━━━━━ Sección del documento

Los estudios del futuro sobre transformaciones sociales y tecnologías volverán sobre 2020 como un año bisagra. Las plataformas, protagonistas de los cambios presentes, nunca antes fueron tan cuestionadas, ni se acumuló tanta evidencia sobre los defectos de las reglas de juego de un sistema que tiene intereses variados y antagónicos: desde EEUU, China, Facebook, Google, la Unión Europea, Amazon, Apple, Rusia, Microsoft, los medios de comunicación grandes y pequeños, los anunciantes e intermediarios publicitarios o los operadores de telecomunicaciones, hasta los sindicatos de trabajadores y asociaciones de consumidores.

━━━━━━━━━━

Tarea indicada: Reproduce íntegramente y sin ningún cambio la sección del documento. Los datos no guardan ninguna relación con la sección del documento.

━━━━━ Datos de origen

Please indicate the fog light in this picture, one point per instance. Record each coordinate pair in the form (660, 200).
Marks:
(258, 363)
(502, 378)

━━━━━━━━━━

Resultado del ejercicio:
Los estudios del futuro sobre transformaciones sociales y tecnologías volverán sobre 2020 como un año bisagra. Las plataformas, protagonistas de los cambios presentes, nunca antes fueron tan cuestionadas, ni se acumuló tanta evidencia sobre los defectos de las reglas de juego de un sistema que tiene intereses variados y antagónicos: desde EEUU, China, Facebook, Google, la Unión Europea, Amazon, Apple, Rusia, Microsoft, los medios de comunicación grandes y pequeños, los anunciantes e intermediarios publicitarios o los operadores de telecomunicaciones, hasta los sindicatos de trabajadores y asociaciones de consumidores.